* [Textauszug]

=-=-=-=-=

Welche Lebensdauer peilst du denn an mit den OSB Platten?
Ich würde die Konstruktion auf Siebdruckplatte oder ZSP ( zementgebundene Spanplatte) umändern.
Geringe Mehrkosten und 5-fache Lebensdauer!

Gruß Christian


----------



## Maximoto (16. Juni 2014)

@RKurzhals
Danke für deine ausführliche Antwort. 
Also meinst du, dass es nicht so tragisch ist, wenn der Filter geflutet wäre bei ausgeschalteter Pumpe?
Hab da halt noch keine Erfahrung mit.
Funktioniert das denn dann einwandfrei, dass bei angeschalteter Pumpe das Wasser aus dem Filter "gezogen" wid und dann erst neues Wasser nachfließt?
Das hat wahrscheinlich auch mit der Stärke der Pumpe zu tun und mit dem Druck, der vom Teich kommt. 

@citty2904
Auch dir vielen Dank für die Antwort. 
Die Konstruktion ist jetzt leider nicht mehr zu ändern.
Wenn das jetzt erstmal ein paar Jahre hält, dann bin ich zunächst zufrieden.


----------



## RKurzhals (19. Juni 2014)

Hallo Maximiliam,
so lange die "Oberkante" Siebfilter nicht unterhalb Teichniveau ist (geht eigentlich kaum), kann bei Pumpenausfall nichts passieren. Damit die Pumpe den SiFi "leersaugt", muss man den Zulauf entsprechend einstellen. Bei mir reichte die Reduktion durch meine beiden 63er Kugelhähne (die waren beide voll offen). Den SiFi hatte ich mit "Oberkante Wehr" etwa 10 cm unterhalb Teichniveau stehen. An dieser Höhe habe ich gebastelt, um die Förderhöhe für die Pumpe klein zu halten. Das ging recht einfach, weil der SiFi auf einem eigenen Gestell (mit eigener Höhe) stand, da er nicht so hoch wie die Tonnen dahinter ist.


----------



## mitch (19. Juni 2014)

Hallo Maximilian,

hast du auch schon mal an den Winter gedacht, dein Pflanzfilter wird dann wohl ganz durchfrieren, ob das dann so gut ist. 
Die OSB platten solltest du mit Styrodur o.ä. isolieren.


----------



## Maximoto (24. Juni 2014)

=-=-=-=-=

* [Bereitgestellte Angaben]
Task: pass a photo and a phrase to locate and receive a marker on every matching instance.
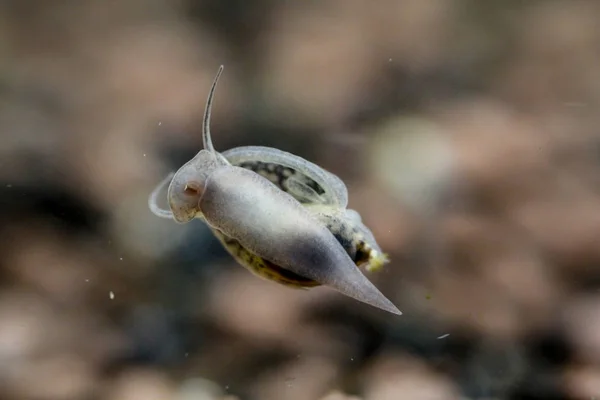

=-=-=-=-=

* [Schriftliche Aufgaben]
1. Geben Sie die Passage aus dem Textauszug unverändert wieder, beginnend mit „## mitch (19.“ und fortlaufend bis einschließlich „(24. Juni 2014)“.
2. Warum war es laut RKurzhals im Textauszug recht einfach, die Höhe des Siebfilters anzupassen? Antworten Sie in ein bis drei Sätzen.

* [Antworten im Überblick]
1.
## mitch (19. Juni 2014)

Hallo Maximilian,

hast du auch schon mal an den Winter gedacht, dein Pflanzfilter wird dann wohl ganz durchfrieren, ob das dann so gut ist. 
Die OSB platten solltest du mit Styrodur o.ä. isolieren.


----------



## Maximoto (24. Juni 2014)

2. Der Siebfilter stand auf einem eigenen Gestell mit eigener Höhe. Dieses Gestell war nötig, weil der Siebfilter nicht so hoch ist wie die Tonnen dahinter.